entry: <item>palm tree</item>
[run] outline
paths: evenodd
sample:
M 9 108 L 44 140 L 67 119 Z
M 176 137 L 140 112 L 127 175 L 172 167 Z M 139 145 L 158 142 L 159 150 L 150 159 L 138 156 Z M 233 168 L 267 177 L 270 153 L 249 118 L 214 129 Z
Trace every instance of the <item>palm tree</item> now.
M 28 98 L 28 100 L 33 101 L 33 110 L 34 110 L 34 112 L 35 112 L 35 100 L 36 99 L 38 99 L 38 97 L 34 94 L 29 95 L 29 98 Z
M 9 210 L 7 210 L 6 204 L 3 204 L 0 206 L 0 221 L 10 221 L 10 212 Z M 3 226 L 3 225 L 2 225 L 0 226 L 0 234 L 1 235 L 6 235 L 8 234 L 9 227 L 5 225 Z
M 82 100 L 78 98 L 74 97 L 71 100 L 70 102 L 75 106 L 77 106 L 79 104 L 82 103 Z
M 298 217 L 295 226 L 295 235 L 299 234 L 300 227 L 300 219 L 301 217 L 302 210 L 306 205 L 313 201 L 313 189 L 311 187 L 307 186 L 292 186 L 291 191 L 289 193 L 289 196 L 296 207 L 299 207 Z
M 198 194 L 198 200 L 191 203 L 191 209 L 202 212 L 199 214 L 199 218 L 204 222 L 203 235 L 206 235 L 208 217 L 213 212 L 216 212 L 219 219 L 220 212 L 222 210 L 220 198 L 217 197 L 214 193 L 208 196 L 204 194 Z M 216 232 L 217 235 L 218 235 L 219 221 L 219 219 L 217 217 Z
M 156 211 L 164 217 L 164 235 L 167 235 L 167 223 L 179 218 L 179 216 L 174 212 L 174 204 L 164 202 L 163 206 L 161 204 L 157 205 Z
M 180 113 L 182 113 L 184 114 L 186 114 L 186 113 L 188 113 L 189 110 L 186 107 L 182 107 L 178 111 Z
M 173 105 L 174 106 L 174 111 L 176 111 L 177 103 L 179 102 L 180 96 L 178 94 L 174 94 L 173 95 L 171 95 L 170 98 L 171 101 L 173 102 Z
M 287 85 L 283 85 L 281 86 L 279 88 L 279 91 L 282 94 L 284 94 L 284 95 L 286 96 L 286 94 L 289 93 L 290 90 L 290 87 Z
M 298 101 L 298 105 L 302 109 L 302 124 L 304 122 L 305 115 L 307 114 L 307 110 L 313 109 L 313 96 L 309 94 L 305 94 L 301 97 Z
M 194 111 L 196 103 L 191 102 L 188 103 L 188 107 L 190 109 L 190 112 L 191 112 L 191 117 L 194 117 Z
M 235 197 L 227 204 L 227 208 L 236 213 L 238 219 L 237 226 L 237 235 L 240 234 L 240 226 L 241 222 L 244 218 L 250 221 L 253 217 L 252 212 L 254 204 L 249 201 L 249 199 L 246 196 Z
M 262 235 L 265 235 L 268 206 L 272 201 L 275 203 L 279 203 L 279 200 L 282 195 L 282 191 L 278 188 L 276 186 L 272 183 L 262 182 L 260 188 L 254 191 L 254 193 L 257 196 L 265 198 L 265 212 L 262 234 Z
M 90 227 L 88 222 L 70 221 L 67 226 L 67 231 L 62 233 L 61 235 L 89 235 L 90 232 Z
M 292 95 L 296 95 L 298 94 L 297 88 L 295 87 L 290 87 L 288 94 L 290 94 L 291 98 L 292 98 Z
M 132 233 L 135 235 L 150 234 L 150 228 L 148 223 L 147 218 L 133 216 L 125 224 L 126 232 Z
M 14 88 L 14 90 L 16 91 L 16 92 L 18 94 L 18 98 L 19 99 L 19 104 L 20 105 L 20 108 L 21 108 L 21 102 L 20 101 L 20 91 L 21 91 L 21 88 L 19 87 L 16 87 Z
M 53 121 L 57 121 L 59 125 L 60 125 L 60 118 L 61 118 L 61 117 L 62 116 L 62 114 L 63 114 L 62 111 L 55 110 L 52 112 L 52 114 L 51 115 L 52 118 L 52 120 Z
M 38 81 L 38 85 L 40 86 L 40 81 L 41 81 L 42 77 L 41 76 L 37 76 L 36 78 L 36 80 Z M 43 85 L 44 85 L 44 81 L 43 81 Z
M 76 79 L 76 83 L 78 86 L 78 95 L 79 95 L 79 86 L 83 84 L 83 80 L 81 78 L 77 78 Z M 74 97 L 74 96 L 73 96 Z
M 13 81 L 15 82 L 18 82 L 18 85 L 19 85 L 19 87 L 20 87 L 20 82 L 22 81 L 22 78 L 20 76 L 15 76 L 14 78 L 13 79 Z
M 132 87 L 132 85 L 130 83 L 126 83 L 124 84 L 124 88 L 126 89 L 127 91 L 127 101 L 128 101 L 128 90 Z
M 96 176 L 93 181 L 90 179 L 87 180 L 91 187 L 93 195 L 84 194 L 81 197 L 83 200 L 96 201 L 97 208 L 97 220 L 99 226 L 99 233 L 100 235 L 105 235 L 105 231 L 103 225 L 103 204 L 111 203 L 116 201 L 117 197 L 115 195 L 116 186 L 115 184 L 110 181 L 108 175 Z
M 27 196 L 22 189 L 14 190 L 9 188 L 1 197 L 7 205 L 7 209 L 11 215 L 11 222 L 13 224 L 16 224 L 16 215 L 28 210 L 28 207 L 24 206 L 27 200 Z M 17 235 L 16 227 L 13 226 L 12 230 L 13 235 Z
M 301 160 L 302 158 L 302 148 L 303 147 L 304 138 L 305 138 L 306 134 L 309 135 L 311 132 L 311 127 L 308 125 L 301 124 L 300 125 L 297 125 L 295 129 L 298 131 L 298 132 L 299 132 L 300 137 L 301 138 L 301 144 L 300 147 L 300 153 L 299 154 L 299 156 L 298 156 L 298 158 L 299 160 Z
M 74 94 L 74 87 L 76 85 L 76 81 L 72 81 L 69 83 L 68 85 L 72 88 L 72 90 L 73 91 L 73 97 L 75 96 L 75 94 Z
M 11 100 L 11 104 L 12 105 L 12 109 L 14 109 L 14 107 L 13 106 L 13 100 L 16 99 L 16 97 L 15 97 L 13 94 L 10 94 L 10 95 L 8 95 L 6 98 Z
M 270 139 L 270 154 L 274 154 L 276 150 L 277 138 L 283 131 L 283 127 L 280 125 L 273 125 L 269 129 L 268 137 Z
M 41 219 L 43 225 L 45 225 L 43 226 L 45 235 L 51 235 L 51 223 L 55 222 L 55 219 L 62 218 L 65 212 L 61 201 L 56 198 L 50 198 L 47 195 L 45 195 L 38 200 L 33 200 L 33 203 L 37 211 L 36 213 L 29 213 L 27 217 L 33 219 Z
────────────────────────────────────────
WRITTEN TASK: Restate every record exactly, leaving nothing out.

TASK SOLUTION:
entry: <item>palm tree</item>
[run] outline
paths: evenodd
sample:
M 9 108 L 44 140 L 67 119 Z
M 176 137 L 140 112 L 127 175 L 172 167 Z M 139 145 L 158 142 L 159 150 L 150 159 L 138 156 Z M 233 168 L 267 177 L 270 153 L 249 118 L 214 129 Z
Trace every instance of the <item>palm tree</item> now.
M 28 98 L 28 100 L 33 101 L 33 110 L 34 110 L 34 112 L 35 112 L 35 100 L 36 99 L 38 99 L 38 97 L 34 94 L 29 95 L 29 98 Z
M 9 210 L 7 210 L 6 204 L 3 204 L 0 206 L 0 221 L 10 221 L 10 212 Z M 3 226 L 3 225 L 2 225 L 0 226 L 0 234 L 1 235 L 6 235 L 8 234 L 9 227 L 5 225 Z
M 82 100 L 78 98 L 74 97 L 71 100 L 70 102 L 75 106 L 77 106 L 79 104 L 82 103 Z
M 298 217 L 295 226 L 295 235 L 299 234 L 300 227 L 300 219 L 301 217 L 302 210 L 306 205 L 313 201 L 313 189 L 311 187 L 307 186 L 292 186 L 291 191 L 289 193 L 289 196 L 296 207 L 299 207 Z
M 198 194 L 198 200 L 191 203 L 191 209 L 202 212 L 199 214 L 199 218 L 204 222 L 203 235 L 206 235 L 208 217 L 213 212 L 216 212 L 219 219 L 220 212 L 222 210 L 220 198 L 217 197 L 214 193 L 208 196 L 204 194 Z M 216 232 L 217 235 L 218 235 L 219 221 L 219 219 L 217 217 Z
M 156 211 L 164 217 L 164 235 L 167 235 L 167 223 L 179 218 L 179 216 L 174 212 L 174 204 L 164 202 L 163 206 L 161 204 L 157 205 Z
M 180 113 L 182 113 L 184 114 L 186 114 L 186 113 L 188 113 L 189 110 L 186 107 L 182 107 L 178 111 Z
M 173 105 L 174 106 L 174 111 L 176 111 L 177 103 L 179 102 L 180 96 L 178 94 L 174 94 L 173 95 L 171 95 L 170 98 L 171 101 L 173 102 Z
M 287 85 L 283 85 L 281 86 L 279 88 L 279 91 L 282 94 L 284 94 L 284 95 L 286 96 L 286 94 L 289 93 L 290 90 L 290 87 Z
M 298 101 L 298 105 L 302 109 L 302 124 L 304 122 L 305 115 L 307 114 L 307 110 L 313 109 L 313 96 L 309 94 L 305 94 L 301 97 Z
M 194 111 L 196 103 L 191 102 L 188 103 L 188 107 L 190 109 L 190 112 L 191 112 L 191 117 L 194 117 Z
M 235 197 L 227 204 L 227 208 L 236 213 L 238 219 L 237 226 L 237 235 L 240 234 L 240 226 L 241 222 L 244 218 L 250 221 L 253 217 L 252 212 L 254 204 L 249 201 L 249 199 L 246 196 Z
M 262 235 L 265 235 L 268 206 L 272 201 L 275 203 L 279 203 L 279 200 L 282 195 L 282 191 L 278 188 L 276 186 L 272 183 L 262 182 L 260 188 L 254 191 L 254 193 L 257 196 L 265 198 L 265 212 L 262 234 Z
M 90 227 L 88 222 L 70 221 L 67 226 L 67 231 L 62 233 L 61 235 L 89 235 L 90 232 Z
M 292 95 L 296 95 L 298 94 L 297 88 L 295 87 L 290 87 L 288 94 L 290 94 L 291 98 L 292 98 Z
M 132 233 L 135 235 L 150 234 L 150 228 L 148 223 L 147 218 L 133 216 L 125 224 L 126 232 Z
M 14 88 L 14 90 L 16 91 L 16 92 L 18 94 L 18 98 L 19 99 L 19 104 L 20 105 L 20 108 L 21 108 L 21 102 L 20 101 L 20 91 L 21 91 L 21 88 L 19 87 L 16 87 Z
M 53 121 L 57 121 L 59 125 L 60 125 L 60 118 L 61 118 L 61 117 L 62 116 L 62 114 L 63 114 L 62 111 L 55 110 L 52 112 L 52 114 L 51 115 L 52 118 L 52 120 Z
M 38 81 L 38 85 L 40 86 L 40 81 L 41 81 L 42 77 L 41 76 L 37 76 L 36 78 L 36 80 Z M 43 85 L 44 85 L 44 81 L 43 81 Z
M 76 79 L 76 83 L 78 86 L 78 95 L 79 95 L 79 86 L 83 84 L 83 80 L 81 78 L 77 78 Z M 74 97 L 74 96 L 73 96 Z
M 13 81 L 15 82 L 18 82 L 18 85 L 19 85 L 19 87 L 20 87 L 20 82 L 22 81 L 22 78 L 20 76 L 15 76 L 14 78 L 13 79 Z
M 132 87 L 132 85 L 130 83 L 126 83 L 124 84 L 124 88 L 126 89 L 127 91 L 127 101 L 128 101 L 128 90 Z
M 96 176 L 93 181 L 90 179 L 87 180 L 91 187 L 93 195 L 84 194 L 81 197 L 83 200 L 96 201 L 97 208 L 97 220 L 99 226 L 99 233 L 100 235 L 105 235 L 105 231 L 103 225 L 103 204 L 111 203 L 116 201 L 117 197 L 115 195 L 116 186 L 115 184 L 110 181 L 108 175 Z
M 27 196 L 22 189 L 14 190 L 9 188 L 1 197 L 7 205 L 7 209 L 11 215 L 11 222 L 13 224 L 16 224 L 16 215 L 28 210 L 28 207 L 24 206 L 27 200 Z M 17 235 L 16 227 L 13 226 L 12 230 L 13 235 Z
M 301 160 L 302 158 L 302 148 L 303 147 L 304 138 L 305 138 L 306 134 L 309 135 L 311 132 L 311 127 L 308 125 L 301 124 L 300 125 L 297 125 L 295 129 L 298 131 L 298 132 L 299 132 L 300 137 L 301 138 L 301 144 L 300 147 L 300 153 L 299 154 L 299 156 L 298 156 L 298 158 L 299 160 Z
M 74 94 L 74 87 L 76 85 L 76 81 L 72 81 L 69 83 L 68 85 L 72 88 L 72 90 L 73 91 L 73 97 L 75 96 L 75 94 Z
M 11 100 L 11 104 L 12 105 L 12 109 L 14 109 L 14 107 L 13 106 L 13 100 L 16 99 L 16 97 L 15 97 L 13 94 L 10 94 L 10 95 L 8 95 L 6 98 Z
M 270 139 L 270 154 L 274 154 L 276 150 L 277 138 L 283 131 L 283 127 L 280 125 L 273 125 L 269 129 L 268 137 Z
M 41 219 L 43 225 L 45 225 L 43 226 L 45 235 L 51 235 L 51 223 L 55 222 L 55 219 L 62 218 L 65 212 L 61 201 L 56 198 L 50 198 L 47 195 L 45 195 L 38 200 L 33 200 L 33 203 L 37 211 L 36 213 L 29 213 L 27 217 L 33 219 Z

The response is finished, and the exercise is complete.